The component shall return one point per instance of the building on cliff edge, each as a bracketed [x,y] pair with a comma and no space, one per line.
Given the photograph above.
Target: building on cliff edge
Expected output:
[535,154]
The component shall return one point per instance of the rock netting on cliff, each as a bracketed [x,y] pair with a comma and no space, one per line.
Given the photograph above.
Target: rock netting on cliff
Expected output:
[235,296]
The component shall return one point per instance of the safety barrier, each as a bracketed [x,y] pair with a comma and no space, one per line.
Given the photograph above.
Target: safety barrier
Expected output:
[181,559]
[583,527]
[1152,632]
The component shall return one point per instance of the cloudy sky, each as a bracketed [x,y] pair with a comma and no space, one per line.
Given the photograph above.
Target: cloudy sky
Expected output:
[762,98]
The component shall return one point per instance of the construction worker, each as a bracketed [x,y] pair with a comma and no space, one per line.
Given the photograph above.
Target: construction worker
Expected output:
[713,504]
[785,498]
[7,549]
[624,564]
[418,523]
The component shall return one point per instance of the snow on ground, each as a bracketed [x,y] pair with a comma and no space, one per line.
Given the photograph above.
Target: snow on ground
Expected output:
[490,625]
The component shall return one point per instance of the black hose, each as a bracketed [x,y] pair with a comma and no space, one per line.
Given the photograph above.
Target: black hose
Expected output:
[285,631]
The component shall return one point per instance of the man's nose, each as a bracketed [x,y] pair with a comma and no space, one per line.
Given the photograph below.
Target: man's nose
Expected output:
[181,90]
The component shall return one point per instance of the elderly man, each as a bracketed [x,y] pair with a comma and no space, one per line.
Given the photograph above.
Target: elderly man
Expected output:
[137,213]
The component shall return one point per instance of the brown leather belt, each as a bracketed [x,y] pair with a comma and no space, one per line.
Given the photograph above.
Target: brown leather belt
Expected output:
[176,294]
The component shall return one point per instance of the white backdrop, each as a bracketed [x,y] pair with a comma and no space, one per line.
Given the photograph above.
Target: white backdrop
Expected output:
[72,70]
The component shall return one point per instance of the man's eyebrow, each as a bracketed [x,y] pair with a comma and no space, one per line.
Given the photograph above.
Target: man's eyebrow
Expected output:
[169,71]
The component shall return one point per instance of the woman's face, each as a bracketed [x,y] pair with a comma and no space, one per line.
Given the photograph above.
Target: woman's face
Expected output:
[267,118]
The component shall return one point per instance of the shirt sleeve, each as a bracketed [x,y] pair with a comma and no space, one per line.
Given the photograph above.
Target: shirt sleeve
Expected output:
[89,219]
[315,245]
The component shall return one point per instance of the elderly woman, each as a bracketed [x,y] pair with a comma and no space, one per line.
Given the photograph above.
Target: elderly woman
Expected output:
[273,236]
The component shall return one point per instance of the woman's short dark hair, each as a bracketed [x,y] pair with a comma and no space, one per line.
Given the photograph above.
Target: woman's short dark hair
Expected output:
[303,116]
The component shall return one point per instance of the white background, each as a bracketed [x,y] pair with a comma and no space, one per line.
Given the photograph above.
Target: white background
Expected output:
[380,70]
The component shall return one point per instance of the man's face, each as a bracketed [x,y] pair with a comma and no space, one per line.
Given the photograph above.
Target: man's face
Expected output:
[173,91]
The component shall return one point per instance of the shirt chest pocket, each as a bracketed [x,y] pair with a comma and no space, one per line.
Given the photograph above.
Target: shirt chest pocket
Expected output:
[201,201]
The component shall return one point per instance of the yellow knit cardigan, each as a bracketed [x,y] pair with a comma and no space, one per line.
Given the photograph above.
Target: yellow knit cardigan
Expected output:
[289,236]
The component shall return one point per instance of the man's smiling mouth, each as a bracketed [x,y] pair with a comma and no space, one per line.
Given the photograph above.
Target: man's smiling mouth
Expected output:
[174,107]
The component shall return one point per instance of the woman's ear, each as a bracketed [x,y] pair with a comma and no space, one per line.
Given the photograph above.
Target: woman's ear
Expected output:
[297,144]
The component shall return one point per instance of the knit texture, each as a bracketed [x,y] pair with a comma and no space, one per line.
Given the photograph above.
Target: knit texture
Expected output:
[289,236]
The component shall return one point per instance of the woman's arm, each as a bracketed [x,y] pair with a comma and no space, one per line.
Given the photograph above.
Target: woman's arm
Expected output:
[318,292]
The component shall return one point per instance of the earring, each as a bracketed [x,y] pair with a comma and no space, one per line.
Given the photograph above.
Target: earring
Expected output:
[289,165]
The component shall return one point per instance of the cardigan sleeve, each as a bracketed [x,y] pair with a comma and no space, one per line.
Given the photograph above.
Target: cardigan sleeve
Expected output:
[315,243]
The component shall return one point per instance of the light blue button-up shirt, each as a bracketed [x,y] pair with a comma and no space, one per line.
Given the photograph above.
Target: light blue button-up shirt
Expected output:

* _Try it_: A bare number is expected: how many lines above contain the word "construction"?

* _Response to the exercise_: 2